Text passage:
::::

To this day, I have never seen (for lack of a better word) such absolute darkness. I literally could see nothing. I saw less than nothing. It was an utter absence of any light.
This is what our sin is like, and this is our condition outside of Christ. Thus, John contrasts the light of Christ with the darkness of the world: “The light shines in the darkness…”(v.5)
The darkness is the world order that is hostile to the grace of God. We all prefer the darkness and hate the light by nature. We are, by nature, children of wrath. How else can we understand the chilling words of verse 11: “He came to his own, and his own people did not receive him.”
How about you? Have you received Christ the light? Or do you prefer the darkness?
Have you submitted yourself to the searching, revealing, probing, uncovering light of the gospel of Christ?
The light does indeed shine in the darkness. But that is not at all. It must be understood that “the darkness has not overcome it.”
Christ, the Light That Saves.
There is no darkness of sin, death, and hell that the light cannot penetrate and destroy. Christ is the light that saves:
12 But to all who did receive him, who believed in his name, he gave the right to become children of God, 13 who were born, not of blood nor of the will of the flesh nor of the will of man, but of God. 14 And the Word became flesh and dwelt among us, and we have seen his glory, glory as of the only Son from the Father, full of grace and truth. 15 (John bore witness about him, and cried out, “This was he of whom I said, ‘He who comes after me ranks before me, because he was before me.'”) 16 And from his fullness we have all received, grace upon grace. 17 For the law was given through Moses; grace and truth came through Jesus Christ. 18 No one has ever seen God; the only God, who is at the Father’s side, he has made him known.
It is not necessary to resign yourself to the darkness that kills. You may come to the light that gives life. It is true that the revealing light of Christ burns us as it searches us, but it burns us only to heal us. It searches us, painfully at times, only so that Christ may reveal to us that which is destroying us.
The light is not meant for our pain, it is meant for our salvation. In fact, “to all who did receive him, who believed in his name, he gave the right to become children of God.” (v.12)
There is a two-fold need here: the need to believe and the need to receive.

::::

Source data:
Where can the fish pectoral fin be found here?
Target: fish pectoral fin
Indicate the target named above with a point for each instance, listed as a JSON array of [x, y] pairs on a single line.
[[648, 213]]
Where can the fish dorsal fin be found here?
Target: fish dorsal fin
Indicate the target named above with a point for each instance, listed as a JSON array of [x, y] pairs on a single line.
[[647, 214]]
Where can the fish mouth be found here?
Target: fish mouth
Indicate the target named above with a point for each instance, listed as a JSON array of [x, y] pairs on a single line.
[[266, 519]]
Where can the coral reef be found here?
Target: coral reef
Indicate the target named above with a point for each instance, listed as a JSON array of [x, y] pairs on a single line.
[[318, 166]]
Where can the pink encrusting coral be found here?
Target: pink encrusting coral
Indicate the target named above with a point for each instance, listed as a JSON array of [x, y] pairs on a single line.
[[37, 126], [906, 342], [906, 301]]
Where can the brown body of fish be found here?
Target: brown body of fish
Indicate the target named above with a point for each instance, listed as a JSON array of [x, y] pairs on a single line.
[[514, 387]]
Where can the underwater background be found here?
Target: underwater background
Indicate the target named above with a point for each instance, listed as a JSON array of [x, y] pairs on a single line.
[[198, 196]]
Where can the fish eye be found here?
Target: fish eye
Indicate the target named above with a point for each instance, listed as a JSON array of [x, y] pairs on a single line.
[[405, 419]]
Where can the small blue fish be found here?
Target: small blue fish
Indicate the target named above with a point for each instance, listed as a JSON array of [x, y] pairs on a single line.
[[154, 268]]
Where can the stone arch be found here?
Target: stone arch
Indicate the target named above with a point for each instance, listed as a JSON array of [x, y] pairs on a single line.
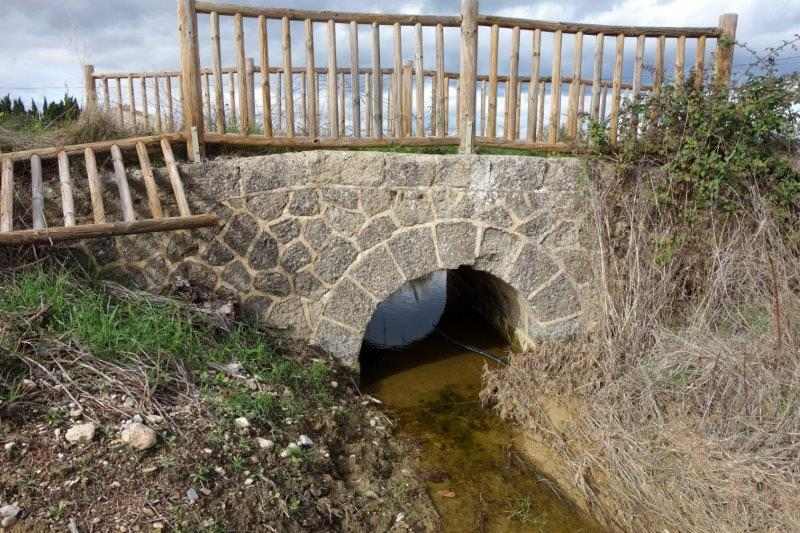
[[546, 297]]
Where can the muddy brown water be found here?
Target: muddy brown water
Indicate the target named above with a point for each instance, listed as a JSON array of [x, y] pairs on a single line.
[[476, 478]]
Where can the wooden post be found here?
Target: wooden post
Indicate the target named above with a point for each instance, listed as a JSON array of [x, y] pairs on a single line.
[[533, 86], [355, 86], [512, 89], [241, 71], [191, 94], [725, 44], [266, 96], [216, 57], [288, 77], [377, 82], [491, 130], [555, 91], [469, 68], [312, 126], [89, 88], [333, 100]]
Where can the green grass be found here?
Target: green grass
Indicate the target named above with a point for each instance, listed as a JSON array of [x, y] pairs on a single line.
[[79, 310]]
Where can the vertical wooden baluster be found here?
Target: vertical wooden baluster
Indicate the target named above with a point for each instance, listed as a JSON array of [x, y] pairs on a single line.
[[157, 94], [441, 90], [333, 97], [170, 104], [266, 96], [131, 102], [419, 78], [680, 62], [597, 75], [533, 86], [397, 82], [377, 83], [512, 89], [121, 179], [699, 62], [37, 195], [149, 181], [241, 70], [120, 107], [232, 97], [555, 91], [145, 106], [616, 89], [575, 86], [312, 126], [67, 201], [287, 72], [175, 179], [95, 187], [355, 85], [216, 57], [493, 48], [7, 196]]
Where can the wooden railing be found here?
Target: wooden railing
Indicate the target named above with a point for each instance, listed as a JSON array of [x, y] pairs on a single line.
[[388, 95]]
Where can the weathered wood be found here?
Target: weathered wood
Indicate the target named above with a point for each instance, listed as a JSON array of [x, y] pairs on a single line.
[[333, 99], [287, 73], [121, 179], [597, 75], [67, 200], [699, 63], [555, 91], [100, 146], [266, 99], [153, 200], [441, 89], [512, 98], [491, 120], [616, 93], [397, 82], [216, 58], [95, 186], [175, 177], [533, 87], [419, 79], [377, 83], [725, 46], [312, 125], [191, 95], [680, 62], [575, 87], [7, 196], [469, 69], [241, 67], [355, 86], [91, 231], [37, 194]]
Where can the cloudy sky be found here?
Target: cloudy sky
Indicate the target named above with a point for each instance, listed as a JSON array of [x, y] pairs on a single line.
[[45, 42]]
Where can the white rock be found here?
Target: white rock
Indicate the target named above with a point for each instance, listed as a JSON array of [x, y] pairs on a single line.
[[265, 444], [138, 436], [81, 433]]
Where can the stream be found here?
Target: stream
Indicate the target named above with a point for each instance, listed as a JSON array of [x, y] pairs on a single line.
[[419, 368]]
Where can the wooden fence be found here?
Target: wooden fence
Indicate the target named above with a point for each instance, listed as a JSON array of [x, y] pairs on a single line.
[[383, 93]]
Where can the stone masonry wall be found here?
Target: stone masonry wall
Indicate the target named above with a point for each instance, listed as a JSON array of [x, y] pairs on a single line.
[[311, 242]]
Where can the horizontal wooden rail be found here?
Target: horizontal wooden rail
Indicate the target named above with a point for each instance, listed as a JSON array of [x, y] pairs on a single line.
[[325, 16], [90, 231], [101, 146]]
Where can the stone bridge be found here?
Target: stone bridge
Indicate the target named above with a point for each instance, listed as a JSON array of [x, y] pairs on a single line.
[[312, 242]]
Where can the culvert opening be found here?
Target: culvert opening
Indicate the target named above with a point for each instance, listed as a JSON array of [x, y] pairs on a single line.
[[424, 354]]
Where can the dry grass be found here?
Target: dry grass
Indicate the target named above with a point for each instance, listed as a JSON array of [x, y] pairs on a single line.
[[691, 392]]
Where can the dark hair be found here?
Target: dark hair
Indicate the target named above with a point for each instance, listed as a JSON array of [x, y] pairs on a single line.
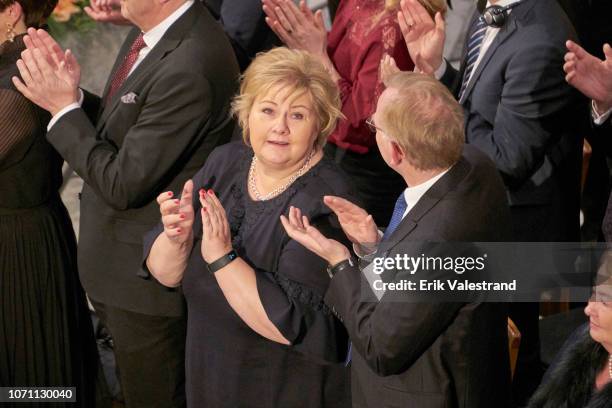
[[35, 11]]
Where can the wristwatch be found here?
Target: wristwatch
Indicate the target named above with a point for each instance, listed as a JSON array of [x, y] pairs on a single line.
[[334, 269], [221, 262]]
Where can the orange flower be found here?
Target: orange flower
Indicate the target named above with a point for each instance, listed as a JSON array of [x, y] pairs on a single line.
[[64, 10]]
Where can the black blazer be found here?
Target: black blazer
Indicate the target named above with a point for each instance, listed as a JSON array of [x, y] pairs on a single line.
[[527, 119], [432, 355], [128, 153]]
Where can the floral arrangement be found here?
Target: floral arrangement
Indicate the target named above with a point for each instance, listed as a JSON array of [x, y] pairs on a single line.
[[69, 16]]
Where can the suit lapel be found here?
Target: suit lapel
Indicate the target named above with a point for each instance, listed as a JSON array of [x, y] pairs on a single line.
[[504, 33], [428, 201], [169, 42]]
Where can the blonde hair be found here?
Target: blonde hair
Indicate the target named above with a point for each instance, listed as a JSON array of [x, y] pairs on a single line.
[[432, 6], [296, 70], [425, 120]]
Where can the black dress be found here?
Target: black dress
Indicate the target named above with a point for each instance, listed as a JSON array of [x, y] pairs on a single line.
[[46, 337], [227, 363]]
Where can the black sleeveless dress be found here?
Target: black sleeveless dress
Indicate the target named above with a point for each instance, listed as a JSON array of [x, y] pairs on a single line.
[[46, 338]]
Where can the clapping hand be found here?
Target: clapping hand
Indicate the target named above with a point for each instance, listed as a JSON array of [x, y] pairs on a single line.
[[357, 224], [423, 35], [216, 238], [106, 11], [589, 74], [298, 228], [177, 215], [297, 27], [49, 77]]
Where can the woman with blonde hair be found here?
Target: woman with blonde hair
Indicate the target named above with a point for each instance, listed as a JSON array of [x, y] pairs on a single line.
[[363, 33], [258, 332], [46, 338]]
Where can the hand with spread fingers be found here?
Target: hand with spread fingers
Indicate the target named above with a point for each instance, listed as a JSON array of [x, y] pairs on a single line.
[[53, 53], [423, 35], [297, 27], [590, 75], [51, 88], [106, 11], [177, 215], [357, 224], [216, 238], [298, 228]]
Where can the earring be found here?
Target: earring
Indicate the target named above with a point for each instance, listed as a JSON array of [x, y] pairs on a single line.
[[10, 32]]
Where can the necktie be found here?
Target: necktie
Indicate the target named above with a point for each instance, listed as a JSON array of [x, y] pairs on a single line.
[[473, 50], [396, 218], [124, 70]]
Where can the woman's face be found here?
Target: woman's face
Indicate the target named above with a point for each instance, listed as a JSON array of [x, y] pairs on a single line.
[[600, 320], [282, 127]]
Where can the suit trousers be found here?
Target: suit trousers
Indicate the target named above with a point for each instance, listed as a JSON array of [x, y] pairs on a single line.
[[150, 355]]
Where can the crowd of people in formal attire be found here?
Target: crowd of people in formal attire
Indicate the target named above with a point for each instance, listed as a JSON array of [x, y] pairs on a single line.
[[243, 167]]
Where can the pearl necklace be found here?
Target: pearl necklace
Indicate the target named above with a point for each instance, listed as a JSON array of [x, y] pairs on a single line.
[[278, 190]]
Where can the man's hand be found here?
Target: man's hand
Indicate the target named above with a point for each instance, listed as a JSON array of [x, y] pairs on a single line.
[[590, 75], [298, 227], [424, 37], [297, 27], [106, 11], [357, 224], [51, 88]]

::::

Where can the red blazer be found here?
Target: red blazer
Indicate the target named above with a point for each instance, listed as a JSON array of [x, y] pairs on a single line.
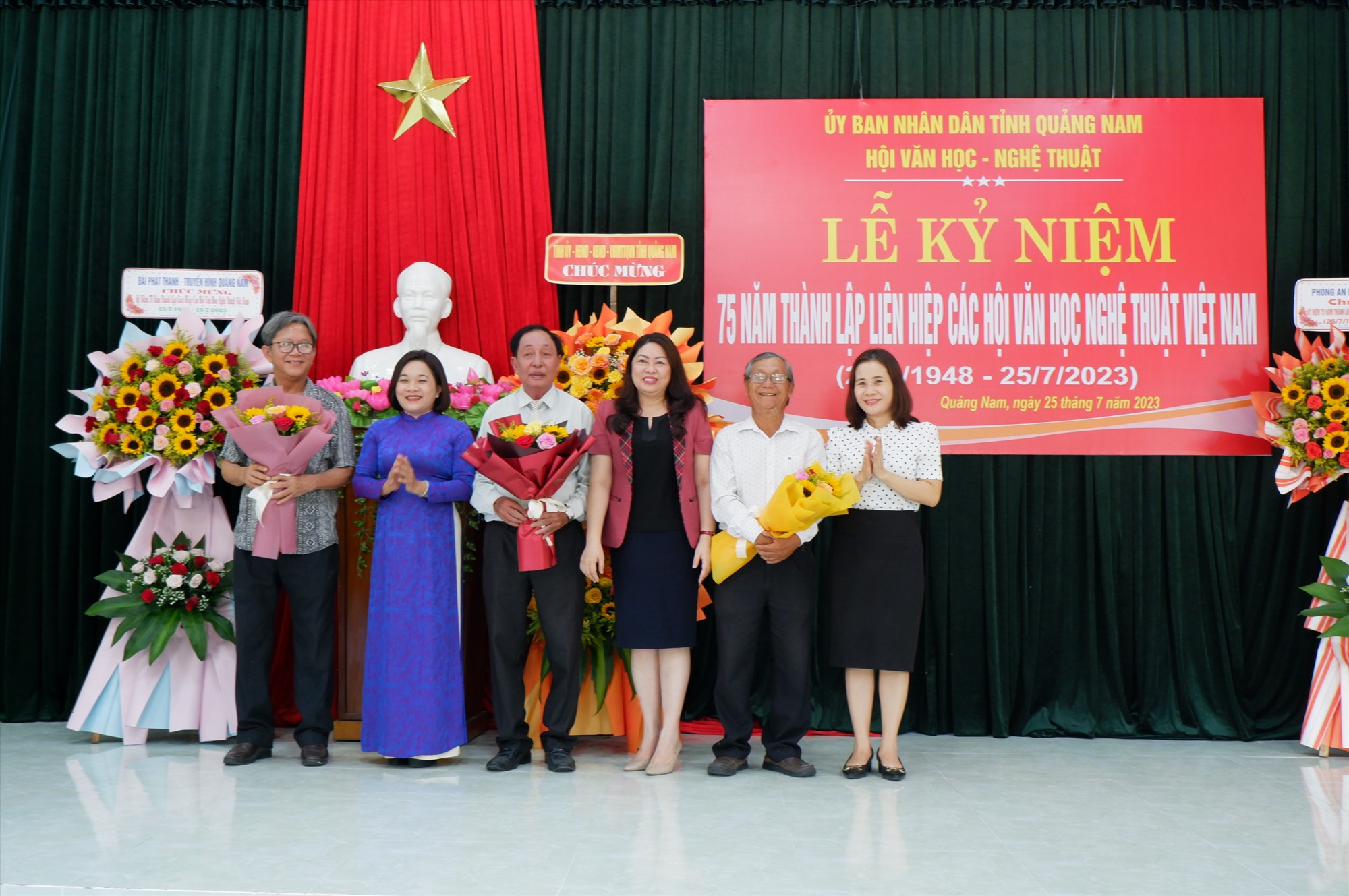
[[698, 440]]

::::

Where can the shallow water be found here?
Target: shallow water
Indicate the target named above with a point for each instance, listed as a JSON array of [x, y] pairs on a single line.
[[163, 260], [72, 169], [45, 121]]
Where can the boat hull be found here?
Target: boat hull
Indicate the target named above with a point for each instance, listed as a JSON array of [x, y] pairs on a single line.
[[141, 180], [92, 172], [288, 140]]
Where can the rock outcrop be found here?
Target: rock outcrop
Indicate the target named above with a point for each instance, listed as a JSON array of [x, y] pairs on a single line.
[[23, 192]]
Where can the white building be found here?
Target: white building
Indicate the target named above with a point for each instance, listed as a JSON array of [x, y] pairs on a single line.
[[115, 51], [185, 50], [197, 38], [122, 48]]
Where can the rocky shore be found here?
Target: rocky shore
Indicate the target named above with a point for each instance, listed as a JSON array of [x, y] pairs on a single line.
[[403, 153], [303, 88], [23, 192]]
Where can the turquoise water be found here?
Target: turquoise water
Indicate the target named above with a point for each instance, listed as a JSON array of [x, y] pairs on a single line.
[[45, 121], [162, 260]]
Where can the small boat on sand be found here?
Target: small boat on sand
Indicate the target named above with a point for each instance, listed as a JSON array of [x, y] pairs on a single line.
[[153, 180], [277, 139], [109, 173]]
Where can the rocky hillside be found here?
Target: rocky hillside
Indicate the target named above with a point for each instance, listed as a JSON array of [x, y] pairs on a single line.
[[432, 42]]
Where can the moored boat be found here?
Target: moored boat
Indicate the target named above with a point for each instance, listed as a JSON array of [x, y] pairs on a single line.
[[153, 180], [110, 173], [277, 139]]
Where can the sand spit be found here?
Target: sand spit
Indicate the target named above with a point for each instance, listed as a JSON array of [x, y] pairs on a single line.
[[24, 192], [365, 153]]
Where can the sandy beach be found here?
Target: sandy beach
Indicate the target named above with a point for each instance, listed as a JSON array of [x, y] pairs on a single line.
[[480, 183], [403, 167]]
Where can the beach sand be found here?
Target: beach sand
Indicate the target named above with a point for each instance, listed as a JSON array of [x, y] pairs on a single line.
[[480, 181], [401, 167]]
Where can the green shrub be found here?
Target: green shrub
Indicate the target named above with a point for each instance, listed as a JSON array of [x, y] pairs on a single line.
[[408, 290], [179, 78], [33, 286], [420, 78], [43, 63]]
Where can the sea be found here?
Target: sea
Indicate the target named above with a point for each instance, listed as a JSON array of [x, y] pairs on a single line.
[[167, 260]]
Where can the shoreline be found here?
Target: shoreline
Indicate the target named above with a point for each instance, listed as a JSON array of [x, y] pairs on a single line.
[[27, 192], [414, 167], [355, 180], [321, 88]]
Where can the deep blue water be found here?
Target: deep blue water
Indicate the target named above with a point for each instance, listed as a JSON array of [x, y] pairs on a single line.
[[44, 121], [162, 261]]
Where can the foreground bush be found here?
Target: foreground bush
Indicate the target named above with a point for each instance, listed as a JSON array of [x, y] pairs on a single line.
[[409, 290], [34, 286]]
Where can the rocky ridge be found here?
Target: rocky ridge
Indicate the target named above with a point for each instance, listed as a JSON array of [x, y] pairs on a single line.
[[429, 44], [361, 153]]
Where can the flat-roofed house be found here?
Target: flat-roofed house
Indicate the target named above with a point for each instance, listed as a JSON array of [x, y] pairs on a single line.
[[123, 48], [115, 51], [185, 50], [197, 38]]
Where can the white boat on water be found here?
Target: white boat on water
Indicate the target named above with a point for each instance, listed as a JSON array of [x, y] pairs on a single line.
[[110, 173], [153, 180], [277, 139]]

::::

What the exercise asks:
Extend the passage about Christ as the light that shines in the darkness, starting right after its final sentence.

Exercise result:
Many try to believe without receiving. “Yes,” they say, “I believe that He is the Christ, the Son of the living God.” But they do not receive Him. They do not say, “I believe He is my Christ, my Savior, my Lord, and I give Him everything.”
There is a legal note sounded here in this proclamation of salvation as well: “he gave the right to become children of God.”
We speak today of “forensic justification,” or the idea that when you are justified through the blood of Christ there is an affected legal change of status. You were dead, but now you live. You were blind, but now you see. You were lost, but now you are found. You were guilty, but now you are righteous. You were in darkness, but now you live in the light of the grace of God.
“And from his fullness,” John writes in verse 16, “we have all received, grace upon grace.” To which we can only respond, “Hallelujah! Hallelujah to the lamb that was slain!”
Christ is the light who reveals, who convicts, and who saves.
Rudyard Kipling, the author of the Jungle Book, used to sit as a little boy with his nose pressed to his bedroom window, watching the man walk down the dark street lighting the street lamps. This enthralled the young boy. It so enthralled him that he once cried out to his mother, “Momma! Come watch this man punching holes in the darkness.”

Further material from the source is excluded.